## DATA PROVIDED
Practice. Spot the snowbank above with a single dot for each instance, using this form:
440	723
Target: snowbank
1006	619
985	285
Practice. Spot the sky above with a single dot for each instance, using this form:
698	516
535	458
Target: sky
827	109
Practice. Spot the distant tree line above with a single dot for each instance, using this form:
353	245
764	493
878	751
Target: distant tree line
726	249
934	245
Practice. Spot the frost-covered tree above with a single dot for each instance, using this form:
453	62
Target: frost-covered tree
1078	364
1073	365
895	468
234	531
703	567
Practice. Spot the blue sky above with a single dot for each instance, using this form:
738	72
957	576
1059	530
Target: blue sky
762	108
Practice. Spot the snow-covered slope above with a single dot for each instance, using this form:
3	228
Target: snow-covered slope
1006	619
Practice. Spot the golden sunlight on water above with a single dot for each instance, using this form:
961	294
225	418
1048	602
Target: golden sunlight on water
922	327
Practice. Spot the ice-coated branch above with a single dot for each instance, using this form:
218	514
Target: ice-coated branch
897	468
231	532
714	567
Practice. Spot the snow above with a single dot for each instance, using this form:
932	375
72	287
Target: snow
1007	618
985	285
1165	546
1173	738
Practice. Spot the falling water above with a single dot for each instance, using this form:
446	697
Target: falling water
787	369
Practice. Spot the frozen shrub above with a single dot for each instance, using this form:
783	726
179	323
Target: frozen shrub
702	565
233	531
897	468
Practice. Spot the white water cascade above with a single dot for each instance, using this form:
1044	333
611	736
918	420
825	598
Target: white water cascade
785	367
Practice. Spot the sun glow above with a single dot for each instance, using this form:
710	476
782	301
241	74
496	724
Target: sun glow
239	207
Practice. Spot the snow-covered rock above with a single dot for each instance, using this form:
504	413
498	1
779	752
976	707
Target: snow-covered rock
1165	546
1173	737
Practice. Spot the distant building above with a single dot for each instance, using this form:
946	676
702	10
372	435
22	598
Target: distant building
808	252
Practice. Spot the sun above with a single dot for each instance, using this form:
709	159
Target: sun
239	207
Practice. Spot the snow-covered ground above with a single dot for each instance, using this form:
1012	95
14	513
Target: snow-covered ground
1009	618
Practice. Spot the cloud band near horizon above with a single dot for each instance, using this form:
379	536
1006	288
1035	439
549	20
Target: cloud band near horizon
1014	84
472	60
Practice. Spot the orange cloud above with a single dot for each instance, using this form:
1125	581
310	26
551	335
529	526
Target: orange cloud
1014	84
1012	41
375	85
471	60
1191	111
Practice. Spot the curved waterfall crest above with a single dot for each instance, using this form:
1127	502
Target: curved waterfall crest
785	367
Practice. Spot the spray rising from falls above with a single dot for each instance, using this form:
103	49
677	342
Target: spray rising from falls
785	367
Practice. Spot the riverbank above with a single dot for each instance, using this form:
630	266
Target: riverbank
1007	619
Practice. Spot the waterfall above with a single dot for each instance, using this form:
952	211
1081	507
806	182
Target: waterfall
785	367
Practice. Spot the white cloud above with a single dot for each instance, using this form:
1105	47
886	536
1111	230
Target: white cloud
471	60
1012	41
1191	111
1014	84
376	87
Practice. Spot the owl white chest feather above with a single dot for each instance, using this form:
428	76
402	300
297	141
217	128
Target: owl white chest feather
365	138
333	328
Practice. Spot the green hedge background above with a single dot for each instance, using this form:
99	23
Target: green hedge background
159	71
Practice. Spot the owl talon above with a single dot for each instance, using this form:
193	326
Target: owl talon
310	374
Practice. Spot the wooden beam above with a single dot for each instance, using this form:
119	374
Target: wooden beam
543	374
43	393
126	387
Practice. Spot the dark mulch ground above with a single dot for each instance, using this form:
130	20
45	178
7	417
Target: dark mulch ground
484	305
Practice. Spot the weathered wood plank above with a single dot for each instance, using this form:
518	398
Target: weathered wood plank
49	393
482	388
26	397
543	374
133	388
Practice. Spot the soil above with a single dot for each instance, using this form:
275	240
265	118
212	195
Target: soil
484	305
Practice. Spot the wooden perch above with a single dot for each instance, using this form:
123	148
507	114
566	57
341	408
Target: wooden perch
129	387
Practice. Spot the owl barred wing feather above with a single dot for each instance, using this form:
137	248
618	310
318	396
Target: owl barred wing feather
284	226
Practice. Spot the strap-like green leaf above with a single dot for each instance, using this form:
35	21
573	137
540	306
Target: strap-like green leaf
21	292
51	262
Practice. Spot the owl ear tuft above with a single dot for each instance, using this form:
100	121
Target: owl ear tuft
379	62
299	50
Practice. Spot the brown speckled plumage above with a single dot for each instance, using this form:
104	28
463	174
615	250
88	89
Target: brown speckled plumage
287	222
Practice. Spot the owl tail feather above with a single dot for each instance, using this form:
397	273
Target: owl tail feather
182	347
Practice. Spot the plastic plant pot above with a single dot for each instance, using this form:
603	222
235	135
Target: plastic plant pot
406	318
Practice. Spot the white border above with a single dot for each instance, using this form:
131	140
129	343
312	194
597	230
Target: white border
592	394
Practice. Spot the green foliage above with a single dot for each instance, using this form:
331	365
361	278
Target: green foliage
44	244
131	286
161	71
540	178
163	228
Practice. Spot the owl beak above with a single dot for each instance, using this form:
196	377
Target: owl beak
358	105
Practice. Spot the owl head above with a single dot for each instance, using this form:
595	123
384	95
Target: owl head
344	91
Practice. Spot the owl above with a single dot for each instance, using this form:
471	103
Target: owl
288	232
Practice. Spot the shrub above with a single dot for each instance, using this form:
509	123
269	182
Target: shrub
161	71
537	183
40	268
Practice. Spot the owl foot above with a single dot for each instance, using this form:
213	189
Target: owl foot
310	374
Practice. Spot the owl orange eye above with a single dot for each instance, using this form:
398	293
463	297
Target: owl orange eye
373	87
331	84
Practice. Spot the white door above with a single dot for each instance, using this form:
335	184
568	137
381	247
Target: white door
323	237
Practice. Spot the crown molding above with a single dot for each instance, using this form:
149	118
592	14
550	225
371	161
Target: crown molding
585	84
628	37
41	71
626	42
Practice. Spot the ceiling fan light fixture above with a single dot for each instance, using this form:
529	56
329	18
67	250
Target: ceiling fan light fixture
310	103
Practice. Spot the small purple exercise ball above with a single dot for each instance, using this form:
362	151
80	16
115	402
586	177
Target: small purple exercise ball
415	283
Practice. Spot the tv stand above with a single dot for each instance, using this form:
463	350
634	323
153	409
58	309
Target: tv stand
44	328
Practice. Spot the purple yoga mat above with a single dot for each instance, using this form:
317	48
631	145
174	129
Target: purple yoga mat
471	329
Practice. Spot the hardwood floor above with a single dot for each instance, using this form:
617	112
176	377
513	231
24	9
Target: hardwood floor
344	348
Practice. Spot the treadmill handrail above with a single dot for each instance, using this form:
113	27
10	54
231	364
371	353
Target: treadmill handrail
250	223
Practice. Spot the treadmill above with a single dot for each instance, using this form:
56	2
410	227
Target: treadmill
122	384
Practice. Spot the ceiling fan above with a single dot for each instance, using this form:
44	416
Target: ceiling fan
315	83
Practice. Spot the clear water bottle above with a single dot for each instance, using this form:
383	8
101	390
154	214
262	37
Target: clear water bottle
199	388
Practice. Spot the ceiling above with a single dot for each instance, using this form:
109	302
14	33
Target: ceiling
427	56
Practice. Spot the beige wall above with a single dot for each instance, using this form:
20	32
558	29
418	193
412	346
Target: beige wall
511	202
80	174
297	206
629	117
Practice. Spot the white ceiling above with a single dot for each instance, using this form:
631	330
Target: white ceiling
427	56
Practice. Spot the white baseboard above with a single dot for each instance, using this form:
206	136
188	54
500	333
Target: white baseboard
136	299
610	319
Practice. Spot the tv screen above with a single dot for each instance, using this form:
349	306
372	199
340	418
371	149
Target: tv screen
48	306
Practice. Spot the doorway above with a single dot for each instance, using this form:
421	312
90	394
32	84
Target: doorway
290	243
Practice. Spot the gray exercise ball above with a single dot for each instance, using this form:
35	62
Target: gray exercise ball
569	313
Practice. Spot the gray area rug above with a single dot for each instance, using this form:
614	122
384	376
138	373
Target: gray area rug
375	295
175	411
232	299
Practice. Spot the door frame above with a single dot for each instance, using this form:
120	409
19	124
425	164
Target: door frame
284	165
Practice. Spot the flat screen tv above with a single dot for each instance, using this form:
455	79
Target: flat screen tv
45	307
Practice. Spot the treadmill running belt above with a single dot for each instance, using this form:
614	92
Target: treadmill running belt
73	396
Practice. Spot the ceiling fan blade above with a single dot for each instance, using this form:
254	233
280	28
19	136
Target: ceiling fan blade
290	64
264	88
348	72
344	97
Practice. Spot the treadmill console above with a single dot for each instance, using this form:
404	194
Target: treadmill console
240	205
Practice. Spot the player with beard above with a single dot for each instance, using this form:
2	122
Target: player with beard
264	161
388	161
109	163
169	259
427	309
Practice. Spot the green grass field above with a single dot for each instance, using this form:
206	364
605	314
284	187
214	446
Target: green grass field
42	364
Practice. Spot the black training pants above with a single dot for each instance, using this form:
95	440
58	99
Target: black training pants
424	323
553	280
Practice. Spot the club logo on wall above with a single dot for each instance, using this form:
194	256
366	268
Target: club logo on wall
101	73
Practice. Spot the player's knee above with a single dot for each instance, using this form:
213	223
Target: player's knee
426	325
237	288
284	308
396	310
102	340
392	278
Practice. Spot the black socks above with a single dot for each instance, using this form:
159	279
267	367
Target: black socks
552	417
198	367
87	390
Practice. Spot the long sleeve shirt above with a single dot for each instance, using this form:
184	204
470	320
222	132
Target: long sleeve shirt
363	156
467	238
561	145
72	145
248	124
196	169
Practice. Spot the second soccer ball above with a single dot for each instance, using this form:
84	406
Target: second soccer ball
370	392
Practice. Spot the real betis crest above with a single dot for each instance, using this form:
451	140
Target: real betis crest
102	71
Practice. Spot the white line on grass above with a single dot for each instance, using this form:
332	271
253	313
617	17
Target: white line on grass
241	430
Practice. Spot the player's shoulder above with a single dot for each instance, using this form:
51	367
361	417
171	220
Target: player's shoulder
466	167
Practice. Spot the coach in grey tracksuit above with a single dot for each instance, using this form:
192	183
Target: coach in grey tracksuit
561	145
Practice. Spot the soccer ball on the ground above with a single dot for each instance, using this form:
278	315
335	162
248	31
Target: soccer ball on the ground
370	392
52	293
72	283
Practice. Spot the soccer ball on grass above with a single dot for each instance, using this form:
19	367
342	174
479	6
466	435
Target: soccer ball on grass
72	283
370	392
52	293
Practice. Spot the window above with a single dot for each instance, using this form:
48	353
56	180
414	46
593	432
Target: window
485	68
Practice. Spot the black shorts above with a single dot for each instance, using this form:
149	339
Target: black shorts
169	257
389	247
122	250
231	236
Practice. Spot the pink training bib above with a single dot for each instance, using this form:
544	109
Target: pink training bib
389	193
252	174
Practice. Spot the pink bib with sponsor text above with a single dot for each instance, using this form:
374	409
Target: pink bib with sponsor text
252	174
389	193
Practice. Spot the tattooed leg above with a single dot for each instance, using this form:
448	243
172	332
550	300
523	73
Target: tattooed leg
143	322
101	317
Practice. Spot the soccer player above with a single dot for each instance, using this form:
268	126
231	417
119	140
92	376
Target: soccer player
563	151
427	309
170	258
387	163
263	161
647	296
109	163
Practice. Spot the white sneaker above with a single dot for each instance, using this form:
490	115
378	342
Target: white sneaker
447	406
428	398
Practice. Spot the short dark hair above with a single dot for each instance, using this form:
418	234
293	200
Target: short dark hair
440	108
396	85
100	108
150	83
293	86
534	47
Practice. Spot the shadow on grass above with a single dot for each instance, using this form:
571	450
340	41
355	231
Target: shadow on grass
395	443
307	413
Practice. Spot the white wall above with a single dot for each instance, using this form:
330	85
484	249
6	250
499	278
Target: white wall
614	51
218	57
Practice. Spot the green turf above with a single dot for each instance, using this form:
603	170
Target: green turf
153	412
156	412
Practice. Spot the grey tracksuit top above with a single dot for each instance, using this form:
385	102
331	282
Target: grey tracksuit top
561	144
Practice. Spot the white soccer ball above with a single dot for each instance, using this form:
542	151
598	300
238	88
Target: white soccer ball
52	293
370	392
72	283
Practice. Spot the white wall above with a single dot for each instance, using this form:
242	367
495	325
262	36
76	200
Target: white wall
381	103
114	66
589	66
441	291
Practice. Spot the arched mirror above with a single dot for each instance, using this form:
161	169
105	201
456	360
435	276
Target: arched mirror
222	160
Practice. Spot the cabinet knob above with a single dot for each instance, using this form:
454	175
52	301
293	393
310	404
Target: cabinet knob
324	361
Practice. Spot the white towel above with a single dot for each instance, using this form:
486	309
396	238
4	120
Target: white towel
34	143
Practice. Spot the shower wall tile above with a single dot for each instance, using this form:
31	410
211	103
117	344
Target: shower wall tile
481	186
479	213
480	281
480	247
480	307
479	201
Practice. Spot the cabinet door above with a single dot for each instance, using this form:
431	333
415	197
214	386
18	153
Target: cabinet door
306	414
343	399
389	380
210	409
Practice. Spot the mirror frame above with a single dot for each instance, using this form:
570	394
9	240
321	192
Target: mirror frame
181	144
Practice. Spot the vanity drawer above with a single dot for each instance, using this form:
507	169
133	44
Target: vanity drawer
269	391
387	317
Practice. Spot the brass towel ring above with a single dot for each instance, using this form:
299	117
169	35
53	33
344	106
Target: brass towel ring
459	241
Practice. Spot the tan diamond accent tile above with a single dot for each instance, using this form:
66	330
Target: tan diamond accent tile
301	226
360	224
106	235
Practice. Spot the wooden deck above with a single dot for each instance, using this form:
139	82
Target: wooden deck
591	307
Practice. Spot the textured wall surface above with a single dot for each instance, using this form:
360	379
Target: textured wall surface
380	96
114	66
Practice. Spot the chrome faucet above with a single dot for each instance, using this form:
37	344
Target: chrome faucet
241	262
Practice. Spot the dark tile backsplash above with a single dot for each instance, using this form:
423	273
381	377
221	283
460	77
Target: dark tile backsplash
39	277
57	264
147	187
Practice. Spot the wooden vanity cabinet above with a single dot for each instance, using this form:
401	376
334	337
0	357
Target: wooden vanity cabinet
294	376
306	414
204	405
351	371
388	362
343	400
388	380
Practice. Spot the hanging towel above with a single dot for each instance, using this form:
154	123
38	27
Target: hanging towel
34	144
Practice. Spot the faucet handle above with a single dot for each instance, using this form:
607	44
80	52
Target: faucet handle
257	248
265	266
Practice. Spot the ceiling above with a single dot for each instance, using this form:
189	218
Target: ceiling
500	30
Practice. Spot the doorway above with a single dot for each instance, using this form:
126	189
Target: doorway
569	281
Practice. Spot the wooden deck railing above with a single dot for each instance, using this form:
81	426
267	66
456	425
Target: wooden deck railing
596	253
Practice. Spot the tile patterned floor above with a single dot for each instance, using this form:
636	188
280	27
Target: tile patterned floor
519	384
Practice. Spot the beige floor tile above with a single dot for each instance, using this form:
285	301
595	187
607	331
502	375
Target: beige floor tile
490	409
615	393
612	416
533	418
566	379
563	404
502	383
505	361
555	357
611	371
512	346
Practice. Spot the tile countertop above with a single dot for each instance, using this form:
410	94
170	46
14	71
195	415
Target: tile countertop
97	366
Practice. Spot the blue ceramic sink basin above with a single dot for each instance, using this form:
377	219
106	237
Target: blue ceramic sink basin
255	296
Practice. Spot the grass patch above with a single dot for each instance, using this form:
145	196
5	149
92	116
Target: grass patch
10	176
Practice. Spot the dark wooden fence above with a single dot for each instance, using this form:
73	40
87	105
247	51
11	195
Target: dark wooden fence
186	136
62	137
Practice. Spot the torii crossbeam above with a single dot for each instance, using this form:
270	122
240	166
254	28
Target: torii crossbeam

## YOUR INSTRUCTIONS
Copy out, without any change, the lines beginning with the one that contains "Practice. Spot the torii" and continuing through the final line above, with both of those lines included.

## EXPECTED ANSWER
Practice. Spot the torii crossbeam above with a single dot for each instance, using this form:
270	122
240	166
254	28
Target: torii crossbeam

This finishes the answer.